§ **Required work**:
Return exactly the span of lines in the following data that opens with the line containing "of the grassy" and closes with the line containing "of the field". Include nothing else.

§ **Data records**:
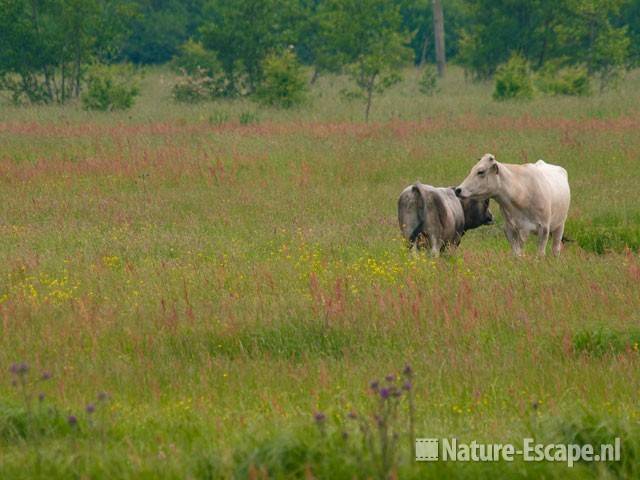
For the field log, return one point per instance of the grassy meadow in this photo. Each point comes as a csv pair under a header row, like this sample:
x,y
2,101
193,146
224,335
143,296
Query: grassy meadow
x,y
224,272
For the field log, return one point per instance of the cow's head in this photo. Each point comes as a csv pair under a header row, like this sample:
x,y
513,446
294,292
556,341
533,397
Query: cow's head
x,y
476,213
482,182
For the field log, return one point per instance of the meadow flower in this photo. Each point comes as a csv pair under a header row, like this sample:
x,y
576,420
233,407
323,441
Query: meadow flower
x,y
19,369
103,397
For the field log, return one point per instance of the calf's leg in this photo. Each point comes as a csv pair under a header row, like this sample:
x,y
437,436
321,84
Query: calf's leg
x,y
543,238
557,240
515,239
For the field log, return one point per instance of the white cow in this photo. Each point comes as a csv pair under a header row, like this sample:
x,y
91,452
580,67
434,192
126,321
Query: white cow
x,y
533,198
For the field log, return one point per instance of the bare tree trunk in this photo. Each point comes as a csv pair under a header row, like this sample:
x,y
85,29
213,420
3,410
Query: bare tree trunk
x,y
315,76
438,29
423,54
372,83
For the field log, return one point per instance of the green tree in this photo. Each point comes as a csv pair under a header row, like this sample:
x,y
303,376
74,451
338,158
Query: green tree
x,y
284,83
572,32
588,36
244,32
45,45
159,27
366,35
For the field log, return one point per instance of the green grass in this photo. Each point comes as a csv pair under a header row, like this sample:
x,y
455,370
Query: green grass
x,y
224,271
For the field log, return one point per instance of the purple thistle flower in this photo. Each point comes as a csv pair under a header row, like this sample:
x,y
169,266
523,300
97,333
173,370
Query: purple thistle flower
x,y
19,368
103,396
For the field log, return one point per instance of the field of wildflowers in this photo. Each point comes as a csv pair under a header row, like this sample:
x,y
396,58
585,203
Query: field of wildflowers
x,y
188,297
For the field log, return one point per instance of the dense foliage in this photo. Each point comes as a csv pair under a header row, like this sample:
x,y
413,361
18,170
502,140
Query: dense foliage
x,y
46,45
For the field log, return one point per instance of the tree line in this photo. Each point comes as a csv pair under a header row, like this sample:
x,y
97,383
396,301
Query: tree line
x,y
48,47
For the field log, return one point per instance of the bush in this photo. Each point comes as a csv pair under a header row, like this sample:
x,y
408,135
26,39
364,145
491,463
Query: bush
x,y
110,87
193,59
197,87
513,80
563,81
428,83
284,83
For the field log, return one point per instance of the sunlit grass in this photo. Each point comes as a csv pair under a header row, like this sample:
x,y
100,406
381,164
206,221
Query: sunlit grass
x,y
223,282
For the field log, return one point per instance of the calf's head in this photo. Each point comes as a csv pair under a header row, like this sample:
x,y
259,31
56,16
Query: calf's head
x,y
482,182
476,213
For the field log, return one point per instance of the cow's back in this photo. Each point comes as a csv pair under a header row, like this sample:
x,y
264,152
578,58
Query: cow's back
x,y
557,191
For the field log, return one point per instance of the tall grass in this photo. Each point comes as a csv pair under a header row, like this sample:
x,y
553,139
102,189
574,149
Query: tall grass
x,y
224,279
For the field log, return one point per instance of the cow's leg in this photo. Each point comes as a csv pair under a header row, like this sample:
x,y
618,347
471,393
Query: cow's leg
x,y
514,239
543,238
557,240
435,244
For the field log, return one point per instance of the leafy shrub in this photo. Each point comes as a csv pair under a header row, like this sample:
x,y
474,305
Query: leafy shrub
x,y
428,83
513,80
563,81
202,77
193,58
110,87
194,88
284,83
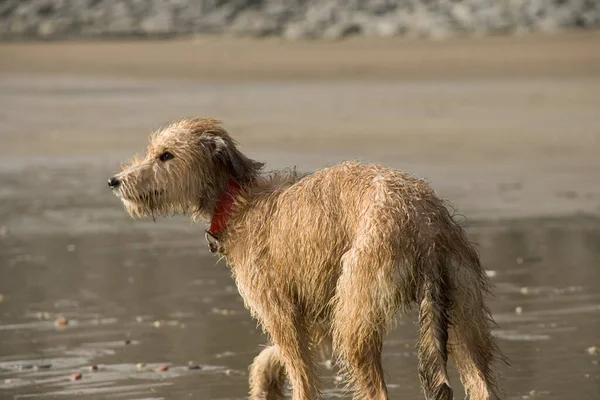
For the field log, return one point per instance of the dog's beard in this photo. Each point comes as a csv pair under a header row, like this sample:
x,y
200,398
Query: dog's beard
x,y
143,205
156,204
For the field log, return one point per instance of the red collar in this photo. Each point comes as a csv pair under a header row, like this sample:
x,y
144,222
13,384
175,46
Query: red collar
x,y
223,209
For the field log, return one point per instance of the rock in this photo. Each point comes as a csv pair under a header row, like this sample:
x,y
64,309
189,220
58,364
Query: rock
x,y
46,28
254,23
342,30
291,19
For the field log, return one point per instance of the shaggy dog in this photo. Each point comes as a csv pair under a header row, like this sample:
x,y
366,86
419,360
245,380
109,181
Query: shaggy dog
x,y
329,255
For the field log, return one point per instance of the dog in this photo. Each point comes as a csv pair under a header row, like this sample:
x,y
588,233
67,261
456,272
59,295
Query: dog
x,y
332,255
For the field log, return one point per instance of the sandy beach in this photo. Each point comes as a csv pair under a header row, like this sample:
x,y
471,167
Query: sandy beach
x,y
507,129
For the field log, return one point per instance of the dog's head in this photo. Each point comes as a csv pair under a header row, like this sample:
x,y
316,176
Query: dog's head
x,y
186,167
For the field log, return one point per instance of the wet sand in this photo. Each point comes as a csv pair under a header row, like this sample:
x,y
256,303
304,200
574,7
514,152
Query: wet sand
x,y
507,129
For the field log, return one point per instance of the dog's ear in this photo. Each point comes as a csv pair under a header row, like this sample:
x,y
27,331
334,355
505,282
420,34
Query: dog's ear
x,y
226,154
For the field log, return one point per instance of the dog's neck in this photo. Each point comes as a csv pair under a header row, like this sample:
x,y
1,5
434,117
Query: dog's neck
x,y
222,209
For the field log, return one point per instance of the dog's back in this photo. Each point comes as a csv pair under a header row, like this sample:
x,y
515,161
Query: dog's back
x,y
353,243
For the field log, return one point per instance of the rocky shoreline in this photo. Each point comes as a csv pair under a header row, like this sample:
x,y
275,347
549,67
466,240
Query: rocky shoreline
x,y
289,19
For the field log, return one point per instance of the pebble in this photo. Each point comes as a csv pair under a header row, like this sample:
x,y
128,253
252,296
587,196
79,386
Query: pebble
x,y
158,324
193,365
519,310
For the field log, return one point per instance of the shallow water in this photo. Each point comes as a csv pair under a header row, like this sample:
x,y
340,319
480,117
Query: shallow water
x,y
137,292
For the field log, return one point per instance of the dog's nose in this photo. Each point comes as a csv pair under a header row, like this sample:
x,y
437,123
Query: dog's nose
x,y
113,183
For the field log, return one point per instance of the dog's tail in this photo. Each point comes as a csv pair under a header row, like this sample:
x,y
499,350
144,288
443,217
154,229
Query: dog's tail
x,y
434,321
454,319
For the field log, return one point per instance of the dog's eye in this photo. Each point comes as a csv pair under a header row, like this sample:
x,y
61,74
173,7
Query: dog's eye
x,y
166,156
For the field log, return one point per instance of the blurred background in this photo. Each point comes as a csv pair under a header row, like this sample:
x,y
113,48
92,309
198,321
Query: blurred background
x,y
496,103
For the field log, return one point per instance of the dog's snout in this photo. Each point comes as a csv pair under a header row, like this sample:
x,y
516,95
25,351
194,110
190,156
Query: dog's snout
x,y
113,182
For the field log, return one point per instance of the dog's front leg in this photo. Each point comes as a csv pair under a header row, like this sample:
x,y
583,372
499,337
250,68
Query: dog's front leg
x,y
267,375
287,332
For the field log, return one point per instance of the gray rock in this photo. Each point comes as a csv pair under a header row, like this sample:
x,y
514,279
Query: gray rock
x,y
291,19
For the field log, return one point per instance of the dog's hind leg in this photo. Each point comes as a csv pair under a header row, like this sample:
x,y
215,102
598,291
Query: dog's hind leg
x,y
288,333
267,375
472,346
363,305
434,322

...

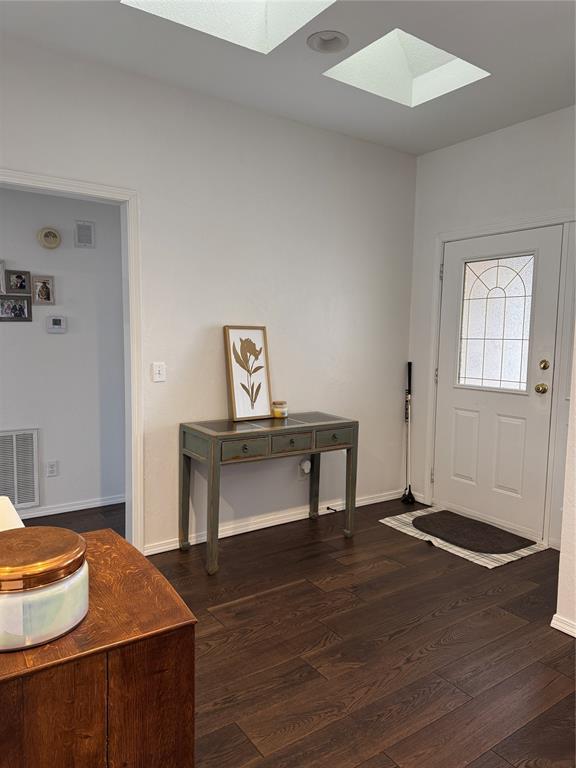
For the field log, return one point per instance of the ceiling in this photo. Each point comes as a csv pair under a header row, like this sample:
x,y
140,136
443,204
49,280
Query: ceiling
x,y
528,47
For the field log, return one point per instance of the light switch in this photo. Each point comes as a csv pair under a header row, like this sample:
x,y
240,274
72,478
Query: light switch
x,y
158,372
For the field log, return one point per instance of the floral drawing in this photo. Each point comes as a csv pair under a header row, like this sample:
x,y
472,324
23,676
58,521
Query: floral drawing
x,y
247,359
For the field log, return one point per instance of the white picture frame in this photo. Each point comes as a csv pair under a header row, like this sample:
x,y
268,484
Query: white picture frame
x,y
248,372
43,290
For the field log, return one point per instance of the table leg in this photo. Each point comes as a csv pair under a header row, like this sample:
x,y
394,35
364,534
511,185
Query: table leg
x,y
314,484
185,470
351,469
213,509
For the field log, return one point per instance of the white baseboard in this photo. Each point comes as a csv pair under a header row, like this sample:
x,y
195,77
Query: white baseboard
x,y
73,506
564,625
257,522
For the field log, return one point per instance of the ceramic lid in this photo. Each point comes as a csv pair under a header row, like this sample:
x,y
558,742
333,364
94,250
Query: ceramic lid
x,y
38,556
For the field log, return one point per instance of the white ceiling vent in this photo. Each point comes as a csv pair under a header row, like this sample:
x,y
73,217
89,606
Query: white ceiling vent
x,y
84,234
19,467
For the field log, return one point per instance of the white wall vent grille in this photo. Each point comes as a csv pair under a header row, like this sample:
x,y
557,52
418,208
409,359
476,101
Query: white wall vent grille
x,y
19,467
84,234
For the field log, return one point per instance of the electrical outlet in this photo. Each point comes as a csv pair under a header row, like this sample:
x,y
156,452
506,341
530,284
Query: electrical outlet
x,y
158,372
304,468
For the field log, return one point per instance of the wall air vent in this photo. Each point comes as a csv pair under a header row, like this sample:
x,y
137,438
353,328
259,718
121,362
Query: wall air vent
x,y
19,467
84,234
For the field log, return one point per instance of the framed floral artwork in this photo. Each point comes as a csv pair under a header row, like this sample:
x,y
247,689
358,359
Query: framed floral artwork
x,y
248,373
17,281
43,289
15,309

==

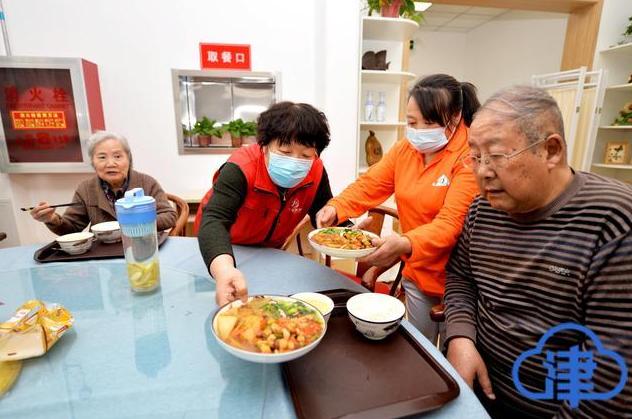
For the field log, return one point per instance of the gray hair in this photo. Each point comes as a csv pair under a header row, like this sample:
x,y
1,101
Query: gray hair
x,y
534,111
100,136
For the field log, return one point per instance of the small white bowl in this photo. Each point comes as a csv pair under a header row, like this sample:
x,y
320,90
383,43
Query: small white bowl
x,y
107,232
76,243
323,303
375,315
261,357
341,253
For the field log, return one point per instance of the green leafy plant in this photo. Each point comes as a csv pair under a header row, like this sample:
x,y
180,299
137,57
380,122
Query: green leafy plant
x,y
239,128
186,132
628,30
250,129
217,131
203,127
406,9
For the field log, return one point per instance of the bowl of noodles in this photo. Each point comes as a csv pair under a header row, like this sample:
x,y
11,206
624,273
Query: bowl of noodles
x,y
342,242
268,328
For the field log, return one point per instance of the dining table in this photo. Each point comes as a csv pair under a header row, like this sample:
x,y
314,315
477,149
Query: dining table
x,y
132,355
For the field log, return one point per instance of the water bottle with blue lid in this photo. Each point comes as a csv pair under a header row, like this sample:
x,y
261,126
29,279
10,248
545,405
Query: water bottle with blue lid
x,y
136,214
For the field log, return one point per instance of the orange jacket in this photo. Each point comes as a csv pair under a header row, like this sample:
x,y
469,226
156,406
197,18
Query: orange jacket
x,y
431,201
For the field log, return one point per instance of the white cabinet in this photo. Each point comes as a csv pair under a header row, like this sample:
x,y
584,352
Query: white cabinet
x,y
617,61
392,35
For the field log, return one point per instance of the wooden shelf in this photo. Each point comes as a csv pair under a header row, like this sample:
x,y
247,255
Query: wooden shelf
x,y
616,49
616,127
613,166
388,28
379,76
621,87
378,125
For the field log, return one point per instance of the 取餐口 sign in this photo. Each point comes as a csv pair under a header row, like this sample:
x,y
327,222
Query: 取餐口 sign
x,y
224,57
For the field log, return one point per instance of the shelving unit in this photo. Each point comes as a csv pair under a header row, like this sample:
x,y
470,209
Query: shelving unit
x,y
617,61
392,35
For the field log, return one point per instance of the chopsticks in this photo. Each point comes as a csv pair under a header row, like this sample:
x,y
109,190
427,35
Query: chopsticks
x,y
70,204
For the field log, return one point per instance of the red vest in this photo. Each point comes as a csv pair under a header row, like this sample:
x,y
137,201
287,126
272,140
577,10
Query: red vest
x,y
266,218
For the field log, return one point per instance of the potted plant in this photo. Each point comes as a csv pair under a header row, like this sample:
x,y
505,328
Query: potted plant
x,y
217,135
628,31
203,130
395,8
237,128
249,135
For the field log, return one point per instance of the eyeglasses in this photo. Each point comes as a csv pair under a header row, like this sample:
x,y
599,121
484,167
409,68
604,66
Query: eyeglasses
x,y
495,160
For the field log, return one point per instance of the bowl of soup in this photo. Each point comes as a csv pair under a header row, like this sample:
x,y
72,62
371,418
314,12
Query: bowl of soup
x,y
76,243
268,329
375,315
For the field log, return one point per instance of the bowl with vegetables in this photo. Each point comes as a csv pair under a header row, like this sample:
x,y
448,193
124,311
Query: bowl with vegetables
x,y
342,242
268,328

§ **Response below**:
For the field log, return one point per instance of the grassy meadow in this photo. Each point comes as a csv pair under a header row, like this sample:
x,y
2,101
193,146
224,335
143,296
Query: grassy meadow
x,y
224,272
For the field log, return one point per instance of the cow's head in this photo. Each point comes as a csv pair under a header row, like this sample:
x,y
513,446
294,292
556,341
533,397
Query: cow's head
x,y
476,213
482,182
For the field log, return one point per instance of the meadow flower in this photo. Each point comes as a csv pair under a header row, like this sample:
x,y
576,420
233,407
323,441
Query: meadow flower
x,y
19,369
103,397
For the field log, return one point per instance of the calf's leg in this photo. Each point comes as a csv pair under a header row, like this sample:
x,y
437,436
321,84
Query: calf's leg
x,y
543,238
557,240
515,239
For the field log, return one point per instance of the white cow in this photo. Each point comes as a csv pair under a header row, like this sample:
x,y
91,452
580,67
434,192
126,321
Query: white cow
x,y
533,198
For the field log, return one point per instance of the bare tree trunk in this photo. Each point comes as a csv pair under a header row, like this sample:
x,y
85,29
213,420
3,410
Query: bare tree trunk
x,y
315,76
438,29
423,54
372,83
For the field log, return one point per instance of the green tree in this photo. Each point comes as a csv pair under a header row, like this sample:
x,y
303,376
74,451
338,158
Query: green tree
x,y
284,83
572,32
588,36
244,32
45,45
159,27
366,35
For the field log, return one point per instance of the green grass in this photo. Each point comes as a csv pair under a header row, like this sample:
x,y
455,370
Query: green grass
x,y
224,271
For the field log, return one point per instance of the purple thistle flower in this photo. Each point comes as a csv pair under a header row, like this sample:
x,y
169,266
523,300
97,333
173,370
Query: purple thistle flower
x,y
19,368
103,396
For the field log, return one point per instance of the field of wildflowers in this photo. Each point comes as a csv pair under a header row, like this sample:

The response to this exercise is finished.